> Your goal: Restate, word for word, every line of the data.

[Data Boundary: Start]

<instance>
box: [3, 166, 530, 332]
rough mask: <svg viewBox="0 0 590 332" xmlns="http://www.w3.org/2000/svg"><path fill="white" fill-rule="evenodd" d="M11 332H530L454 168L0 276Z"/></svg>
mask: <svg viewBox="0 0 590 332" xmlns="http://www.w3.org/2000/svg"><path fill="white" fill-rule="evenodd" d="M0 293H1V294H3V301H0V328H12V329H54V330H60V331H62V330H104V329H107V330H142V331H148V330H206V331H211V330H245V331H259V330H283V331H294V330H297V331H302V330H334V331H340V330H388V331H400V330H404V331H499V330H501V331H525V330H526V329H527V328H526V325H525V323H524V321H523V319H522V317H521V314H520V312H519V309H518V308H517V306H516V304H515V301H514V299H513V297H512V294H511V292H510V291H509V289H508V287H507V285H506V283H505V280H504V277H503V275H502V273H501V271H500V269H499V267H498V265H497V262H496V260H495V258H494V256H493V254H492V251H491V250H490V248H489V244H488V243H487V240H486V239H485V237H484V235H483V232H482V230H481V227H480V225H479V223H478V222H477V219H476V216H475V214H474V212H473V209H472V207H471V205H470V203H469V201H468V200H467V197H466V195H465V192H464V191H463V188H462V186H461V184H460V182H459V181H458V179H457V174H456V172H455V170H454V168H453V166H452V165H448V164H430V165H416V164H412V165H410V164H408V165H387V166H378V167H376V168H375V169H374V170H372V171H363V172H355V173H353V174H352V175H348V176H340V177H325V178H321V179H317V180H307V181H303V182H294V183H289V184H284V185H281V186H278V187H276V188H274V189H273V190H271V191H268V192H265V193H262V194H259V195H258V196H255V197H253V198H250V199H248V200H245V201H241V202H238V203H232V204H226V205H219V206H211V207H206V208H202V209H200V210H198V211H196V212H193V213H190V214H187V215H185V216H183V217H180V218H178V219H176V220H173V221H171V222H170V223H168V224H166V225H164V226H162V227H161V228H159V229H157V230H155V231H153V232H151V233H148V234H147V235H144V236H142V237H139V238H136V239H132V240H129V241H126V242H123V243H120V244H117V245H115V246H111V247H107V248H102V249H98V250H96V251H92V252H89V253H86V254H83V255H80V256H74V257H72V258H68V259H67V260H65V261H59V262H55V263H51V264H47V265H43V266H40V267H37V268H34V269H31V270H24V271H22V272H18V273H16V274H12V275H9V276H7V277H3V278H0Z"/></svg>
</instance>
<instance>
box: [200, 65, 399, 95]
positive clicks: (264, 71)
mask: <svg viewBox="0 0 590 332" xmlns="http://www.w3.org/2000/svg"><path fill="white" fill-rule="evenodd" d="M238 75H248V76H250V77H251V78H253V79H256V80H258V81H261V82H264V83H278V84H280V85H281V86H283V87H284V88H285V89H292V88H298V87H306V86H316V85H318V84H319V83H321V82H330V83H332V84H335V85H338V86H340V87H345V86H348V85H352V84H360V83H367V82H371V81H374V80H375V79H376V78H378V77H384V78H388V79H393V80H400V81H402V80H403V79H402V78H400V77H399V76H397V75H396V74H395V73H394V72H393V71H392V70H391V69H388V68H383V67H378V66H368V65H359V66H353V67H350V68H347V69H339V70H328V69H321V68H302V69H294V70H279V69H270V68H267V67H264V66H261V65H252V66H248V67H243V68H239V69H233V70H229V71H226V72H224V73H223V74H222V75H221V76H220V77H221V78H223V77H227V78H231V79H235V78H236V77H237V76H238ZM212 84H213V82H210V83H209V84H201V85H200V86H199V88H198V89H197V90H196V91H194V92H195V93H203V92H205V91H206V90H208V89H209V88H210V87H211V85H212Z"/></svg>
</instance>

[Data Boundary: End]

> Result:
<instance>
box: [3, 166, 530, 332]
rough mask: <svg viewBox="0 0 590 332" xmlns="http://www.w3.org/2000/svg"><path fill="white" fill-rule="evenodd" d="M11 332H530L454 168L0 276Z"/></svg>
mask: <svg viewBox="0 0 590 332" xmlns="http://www.w3.org/2000/svg"><path fill="white" fill-rule="evenodd" d="M0 293H1V294H3V301H0V328H12V329H54V330H60V331H62V330H104V329H107V330H142V331H148V330H206V331H211V330H245V331H259V330H283V331H294V330H297V331H302V330H334V331H340V330H388V331H400V330H404V331H499V330H501V331H525V330H526V329H527V328H526V325H525V323H524V321H523V319H522V317H521V314H520V312H519V309H518V308H517V306H516V304H515V301H514V299H513V297H512V294H511V292H510V291H509V289H508V287H507V285H506V283H505V280H504V277H503V275H502V273H501V271H500V269H499V267H498V265H497V262H496V260H495V258H494V256H493V254H492V251H491V250H490V248H489V244H488V243H487V240H486V239H485V237H484V235H483V232H482V230H481V227H480V225H479V223H478V222H477V219H476V216H475V214H474V212H473V209H472V207H471V205H470V203H469V201H468V200H467V197H466V195H465V192H464V191H463V188H462V186H461V184H460V182H459V181H458V179H457V174H456V172H455V170H454V168H453V166H452V165H448V164H430V165H416V164H412V165H410V164H408V165H387V166H378V167H376V168H375V169H374V170H372V171H363V172H355V173H353V174H352V175H348V176H340V177H325V178H321V179H317V180H307V181H303V182H294V183H289V184H284V185H281V186H278V187H276V188H274V189H273V190H271V191H268V192H265V193H262V194H259V195H258V196H255V197H253V198H250V199H248V200H245V201H241V202H238V203H232V204H226V205H219V206H211V207H206V208H202V209H200V210H198V211H196V212H193V213H190V214H187V215H185V216H183V217H180V218H178V219H176V220H173V221H171V222H170V223H168V224H166V225H164V226H162V227H161V228H159V229H157V230H155V231H153V232H151V233H148V234H147V235H144V236H142V237H139V238H136V239H132V240H129V241H126V242H123V243H120V244H117V245H115V246H111V247H107V248H102V249H98V250H96V251H92V252H89V253H86V254H83V255H80V256H74V257H72V258H68V259H67V260H65V261H59V262H55V263H51V264H47V265H43V266H40V267H37V268H34V269H31V270H24V271H22V272H18V273H16V274H12V275H9V276H7V277H3V278H0Z"/></svg>
</instance>
<instance>
box: [200, 65, 399, 95]
positive clicks: (264, 71)
mask: <svg viewBox="0 0 590 332" xmlns="http://www.w3.org/2000/svg"><path fill="white" fill-rule="evenodd" d="M238 75H248V76H250V77H251V78H253V79H256V80H258V81H261V82H264V83H278V84H280V85H281V86H283V87H284V88H285V89H292V88H298V87H306V86H316V85H318V84H319V83H321V82H330V83H332V84H335V85H338V86H340V87H345V86H348V85H352V84H360V83H367V82H371V81H374V80H375V79H376V78H378V77H384V78H388V79H393V80H400V81H402V80H403V79H402V78H400V77H399V76H397V75H396V74H395V73H394V72H393V71H392V70H391V69H388V68H383V67H378V66H368V65H359V66H353V67H350V68H347V69H339V70H328V69H321V68H302V69H294V70H279V69H270V68H267V67H264V66H261V65H252V66H248V67H243V68H239V69H233V70H229V71H226V72H224V73H223V74H222V75H221V76H220V77H221V78H223V77H227V78H231V79H235V78H236V77H237V76H238ZM212 84H213V82H210V83H209V84H201V85H200V86H199V88H198V89H197V90H196V91H194V92H195V93H203V92H205V91H206V90H208V89H209V88H210V87H211V85H212Z"/></svg>
</instance>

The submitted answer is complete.